[DO THIS]:
Reproduce the data below verbatim, line for line, without any alteration.

[STORED RECORDS]:
++++++++++++++++++++
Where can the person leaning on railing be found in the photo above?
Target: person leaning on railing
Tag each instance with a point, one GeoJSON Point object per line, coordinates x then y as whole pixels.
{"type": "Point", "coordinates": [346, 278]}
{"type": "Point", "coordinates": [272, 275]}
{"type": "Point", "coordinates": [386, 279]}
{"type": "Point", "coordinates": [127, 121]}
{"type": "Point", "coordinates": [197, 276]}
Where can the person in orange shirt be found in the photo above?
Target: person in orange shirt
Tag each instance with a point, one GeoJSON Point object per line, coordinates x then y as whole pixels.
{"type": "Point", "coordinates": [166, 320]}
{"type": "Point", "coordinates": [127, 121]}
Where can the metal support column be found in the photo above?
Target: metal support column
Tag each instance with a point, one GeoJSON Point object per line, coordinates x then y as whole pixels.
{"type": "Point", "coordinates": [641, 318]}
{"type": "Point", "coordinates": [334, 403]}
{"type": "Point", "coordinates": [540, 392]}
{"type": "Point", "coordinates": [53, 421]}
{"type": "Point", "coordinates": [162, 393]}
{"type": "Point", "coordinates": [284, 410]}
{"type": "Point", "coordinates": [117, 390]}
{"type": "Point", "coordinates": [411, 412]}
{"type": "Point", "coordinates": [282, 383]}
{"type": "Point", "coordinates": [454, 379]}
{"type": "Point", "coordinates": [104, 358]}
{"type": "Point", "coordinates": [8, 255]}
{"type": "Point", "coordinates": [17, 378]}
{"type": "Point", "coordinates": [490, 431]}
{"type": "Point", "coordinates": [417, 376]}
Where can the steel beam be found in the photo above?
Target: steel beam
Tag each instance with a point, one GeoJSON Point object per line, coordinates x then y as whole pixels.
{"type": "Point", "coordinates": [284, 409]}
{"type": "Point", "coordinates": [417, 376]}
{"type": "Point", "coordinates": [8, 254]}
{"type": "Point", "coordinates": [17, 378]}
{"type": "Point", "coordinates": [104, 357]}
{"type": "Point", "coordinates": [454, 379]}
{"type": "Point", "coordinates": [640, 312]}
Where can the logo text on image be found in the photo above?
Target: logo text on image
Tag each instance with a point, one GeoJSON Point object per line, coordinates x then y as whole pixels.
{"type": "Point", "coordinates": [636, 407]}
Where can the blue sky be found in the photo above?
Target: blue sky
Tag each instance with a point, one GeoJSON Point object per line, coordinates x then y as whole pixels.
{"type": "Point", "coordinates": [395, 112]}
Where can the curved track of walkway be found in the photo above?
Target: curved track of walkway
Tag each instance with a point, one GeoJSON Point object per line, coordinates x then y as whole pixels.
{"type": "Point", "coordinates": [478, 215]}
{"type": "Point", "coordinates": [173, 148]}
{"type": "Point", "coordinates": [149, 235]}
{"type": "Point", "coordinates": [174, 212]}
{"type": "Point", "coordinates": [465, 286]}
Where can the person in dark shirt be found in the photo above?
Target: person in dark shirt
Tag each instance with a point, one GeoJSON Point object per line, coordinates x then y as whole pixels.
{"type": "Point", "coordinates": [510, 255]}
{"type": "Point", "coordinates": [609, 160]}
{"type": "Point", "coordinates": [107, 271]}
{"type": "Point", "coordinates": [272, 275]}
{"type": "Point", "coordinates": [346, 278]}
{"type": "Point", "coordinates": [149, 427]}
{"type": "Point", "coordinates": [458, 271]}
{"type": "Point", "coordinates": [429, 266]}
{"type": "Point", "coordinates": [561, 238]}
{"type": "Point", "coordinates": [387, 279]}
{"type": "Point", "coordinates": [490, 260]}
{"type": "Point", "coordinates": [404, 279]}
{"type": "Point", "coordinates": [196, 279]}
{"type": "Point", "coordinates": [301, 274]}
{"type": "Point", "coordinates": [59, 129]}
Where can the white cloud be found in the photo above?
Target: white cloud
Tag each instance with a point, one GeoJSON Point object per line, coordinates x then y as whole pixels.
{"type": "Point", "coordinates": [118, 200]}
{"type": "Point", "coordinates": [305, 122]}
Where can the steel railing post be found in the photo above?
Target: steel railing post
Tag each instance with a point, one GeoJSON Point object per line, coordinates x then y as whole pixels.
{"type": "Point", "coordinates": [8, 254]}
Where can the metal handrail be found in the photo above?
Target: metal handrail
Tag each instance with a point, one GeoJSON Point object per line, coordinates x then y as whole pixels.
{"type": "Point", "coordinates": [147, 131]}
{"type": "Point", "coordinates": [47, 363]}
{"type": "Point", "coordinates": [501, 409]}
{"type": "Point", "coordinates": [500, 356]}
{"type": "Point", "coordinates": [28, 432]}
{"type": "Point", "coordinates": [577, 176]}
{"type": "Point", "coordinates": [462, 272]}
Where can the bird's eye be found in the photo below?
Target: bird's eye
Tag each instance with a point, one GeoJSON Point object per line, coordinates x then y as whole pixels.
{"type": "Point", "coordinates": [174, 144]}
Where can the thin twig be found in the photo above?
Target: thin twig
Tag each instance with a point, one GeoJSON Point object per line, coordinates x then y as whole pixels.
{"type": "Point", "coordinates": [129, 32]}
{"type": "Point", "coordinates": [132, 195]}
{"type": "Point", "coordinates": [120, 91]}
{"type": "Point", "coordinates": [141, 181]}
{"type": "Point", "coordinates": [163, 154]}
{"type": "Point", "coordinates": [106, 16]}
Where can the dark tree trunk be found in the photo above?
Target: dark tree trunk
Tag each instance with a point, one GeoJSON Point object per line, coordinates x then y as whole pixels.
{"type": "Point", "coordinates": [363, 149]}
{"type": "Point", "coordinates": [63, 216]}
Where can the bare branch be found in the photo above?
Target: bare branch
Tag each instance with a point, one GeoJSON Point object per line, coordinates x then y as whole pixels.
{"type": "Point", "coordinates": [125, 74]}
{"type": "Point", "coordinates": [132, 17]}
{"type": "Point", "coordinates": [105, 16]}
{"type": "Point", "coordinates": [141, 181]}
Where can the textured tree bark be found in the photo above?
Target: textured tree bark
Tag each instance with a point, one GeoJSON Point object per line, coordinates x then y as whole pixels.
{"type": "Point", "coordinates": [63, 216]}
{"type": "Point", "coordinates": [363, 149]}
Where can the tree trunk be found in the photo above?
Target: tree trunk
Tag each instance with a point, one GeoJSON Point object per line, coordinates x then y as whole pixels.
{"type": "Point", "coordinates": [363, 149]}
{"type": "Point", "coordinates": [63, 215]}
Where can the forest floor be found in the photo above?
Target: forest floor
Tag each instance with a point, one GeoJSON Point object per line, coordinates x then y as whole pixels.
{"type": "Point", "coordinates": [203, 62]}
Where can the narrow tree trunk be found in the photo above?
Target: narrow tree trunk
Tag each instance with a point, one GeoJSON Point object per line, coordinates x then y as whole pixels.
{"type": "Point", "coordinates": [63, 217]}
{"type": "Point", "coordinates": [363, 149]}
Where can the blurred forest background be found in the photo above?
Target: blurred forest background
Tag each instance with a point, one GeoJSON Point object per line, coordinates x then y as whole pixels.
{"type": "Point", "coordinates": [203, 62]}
++++++++++++++++++++
[TASK RESULT]:
Where can the person leaning on railing be found in the photo above?
Target: person leaning on railing
Tag each instance with a point, one GeoJSON Point object per line, coordinates x then y as whole pixels.
{"type": "Point", "coordinates": [346, 278]}
{"type": "Point", "coordinates": [272, 275]}
{"type": "Point", "coordinates": [386, 279]}
{"type": "Point", "coordinates": [127, 121]}
{"type": "Point", "coordinates": [197, 276]}
Where can the person in orange shirt be found in the photo above?
Target: person in orange shirt
Tag each instance with a point, one GeoJSON Point object per line, coordinates x then y as whole pixels.
{"type": "Point", "coordinates": [166, 320]}
{"type": "Point", "coordinates": [127, 121]}
Where can the metal support column be found in the photo above?
Target: metal support column
Tag each instance with a point, one GeoJSON Point object per line, coordinates x then y as whole pixels.
{"type": "Point", "coordinates": [641, 318]}
{"type": "Point", "coordinates": [334, 403]}
{"type": "Point", "coordinates": [540, 392]}
{"type": "Point", "coordinates": [53, 421]}
{"type": "Point", "coordinates": [162, 393]}
{"type": "Point", "coordinates": [284, 410]}
{"type": "Point", "coordinates": [117, 390]}
{"type": "Point", "coordinates": [411, 412]}
{"type": "Point", "coordinates": [282, 383]}
{"type": "Point", "coordinates": [454, 379]}
{"type": "Point", "coordinates": [104, 358]}
{"type": "Point", "coordinates": [8, 255]}
{"type": "Point", "coordinates": [17, 378]}
{"type": "Point", "coordinates": [490, 431]}
{"type": "Point", "coordinates": [417, 376]}
Where can the steel beam be found in the photo above?
Target: steel beam
Tag each instance with a point, one GeoJSON Point object per line, coordinates x then y as whole pixels.
{"type": "Point", "coordinates": [284, 409]}
{"type": "Point", "coordinates": [417, 376]}
{"type": "Point", "coordinates": [8, 254]}
{"type": "Point", "coordinates": [17, 378]}
{"type": "Point", "coordinates": [104, 357]}
{"type": "Point", "coordinates": [454, 379]}
{"type": "Point", "coordinates": [640, 312]}
Where can the logo text on image be found in the photo above?
Target: logo text on image
Tag each instance with a point, one GeoJSON Point object per line, coordinates x then y as whole pixels.
{"type": "Point", "coordinates": [636, 407]}
Where can the blue sky be found in the photo above?
Target: blue sky
Tag each instance with a point, one GeoJSON Point object per line, coordinates x then y as whole pixels.
{"type": "Point", "coordinates": [395, 112]}
Where can the curved track of walkway be found in the photo above?
Target: curved track of walkway
Tag each instance with a point, one GeoJSON Point object per line, coordinates x then y as whole pixels.
{"type": "Point", "coordinates": [478, 215]}
{"type": "Point", "coordinates": [173, 148]}
{"type": "Point", "coordinates": [149, 235]}
{"type": "Point", "coordinates": [174, 212]}
{"type": "Point", "coordinates": [465, 286]}
Where can the person in dark shirt be found in the photo above?
Target: person in dark shirt
Tag each instance with a point, one GeoJSON Point object per line, coordinates x then y as whole pixels.
{"type": "Point", "coordinates": [510, 255]}
{"type": "Point", "coordinates": [609, 160]}
{"type": "Point", "coordinates": [107, 271]}
{"type": "Point", "coordinates": [272, 275]}
{"type": "Point", "coordinates": [346, 278]}
{"type": "Point", "coordinates": [149, 427]}
{"type": "Point", "coordinates": [458, 271]}
{"type": "Point", "coordinates": [429, 266]}
{"type": "Point", "coordinates": [561, 238]}
{"type": "Point", "coordinates": [387, 279]}
{"type": "Point", "coordinates": [490, 260]}
{"type": "Point", "coordinates": [404, 279]}
{"type": "Point", "coordinates": [196, 279]}
{"type": "Point", "coordinates": [301, 274]}
{"type": "Point", "coordinates": [59, 129]}
Where can the white cloud be found in the photo above?
Target: white cloud
Tag each instance with a point, one GeoJSON Point object per line, coordinates x then y as whole pixels.
{"type": "Point", "coordinates": [118, 200]}
{"type": "Point", "coordinates": [305, 122]}
Where can the steel railing post be found in the photo above?
Target: steel railing post
Tag each instance with a point, one GeoJSON Point object per line, coordinates x then y as whole pixels.
{"type": "Point", "coordinates": [8, 254]}
Where can the metal handrail be found in the photo above?
Target: metal handrail
Tag each instance with a point, one GeoJSON Point object per line, coordinates x then y as whole pixels.
{"type": "Point", "coordinates": [147, 131]}
{"type": "Point", "coordinates": [47, 363]}
{"type": "Point", "coordinates": [501, 409]}
{"type": "Point", "coordinates": [500, 356]}
{"type": "Point", "coordinates": [28, 432]}
{"type": "Point", "coordinates": [577, 176]}
{"type": "Point", "coordinates": [462, 272]}
Where can the bird's eye be found in the photo below?
Target: bird's eye
Tag each instance with a point, one GeoJSON Point object per line, coordinates x then y as whole pixels.
{"type": "Point", "coordinates": [174, 144]}
Where can the thin twig be found in the photo above?
Target: thin twig
Tag each instance with a point, one GeoJSON Point object per line, coordinates x then y as whole pixels.
{"type": "Point", "coordinates": [129, 32]}
{"type": "Point", "coordinates": [132, 195]}
{"type": "Point", "coordinates": [120, 91]}
{"type": "Point", "coordinates": [141, 181]}
{"type": "Point", "coordinates": [163, 154]}
{"type": "Point", "coordinates": [106, 16]}
Where can the dark tree trunk be found in the photo above?
Target: dark tree trunk
Tag each instance with a point, one GeoJSON Point object per line, coordinates x then y as whole pixels.
{"type": "Point", "coordinates": [363, 149]}
{"type": "Point", "coordinates": [63, 216]}
Where can the bare branch be found in the photo above?
Target: bare branch
Tag each instance with a point, one GeoJSON Point object per line, coordinates x then y as whole pixels.
{"type": "Point", "coordinates": [125, 74]}
{"type": "Point", "coordinates": [132, 17]}
{"type": "Point", "coordinates": [105, 16]}
{"type": "Point", "coordinates": [141, 181]}
Where can the textured tree bark be found in the photo above?
Target: textured tree bark
Tag each instance with a point, one GeoJSON Point object per line, coordinates x then y as whole pixels.
{"type": "Point", "coordinates": [63, 216]}
{"type": "Point", "coordinates": [363, 149]}
Where can the tree trunk be found in the photo above?
Target: tree trunk
Tag each instance with a point, one GeoJSON Point object per line, coordinates x then y as whole pixels.
{"type": "Point", "coordinates": [363, 149]}
{"type": "Point", "coordinates": [63, 215]}
Where can the forest floor be found in the photo above?
Target: forest floor
Tag each instance with a point, one GeoJSON Point object per line, coordinates x then y as whole pixels.
{"type": "Point", "coordinates": [203, 62]}
Where can the narrow tree trunk be found in the photo above?
Target: narrow tree trunk
Tag each instance with a point, one GeoJSON Point object per line, coordinates x then y as whole pixels.
{"type": "Point", "coordinates": [63, 217]}
{"type": "Point", "coordinates": [363, 149]}
Where can the blurred forest background be found in the photo above?
Target: blurred forest background
Tag each instance with a point, one GeoJSON Point object per line, coordinates x then y as whole pixels.
{"type": "Point", "coordinates": [203, 62]}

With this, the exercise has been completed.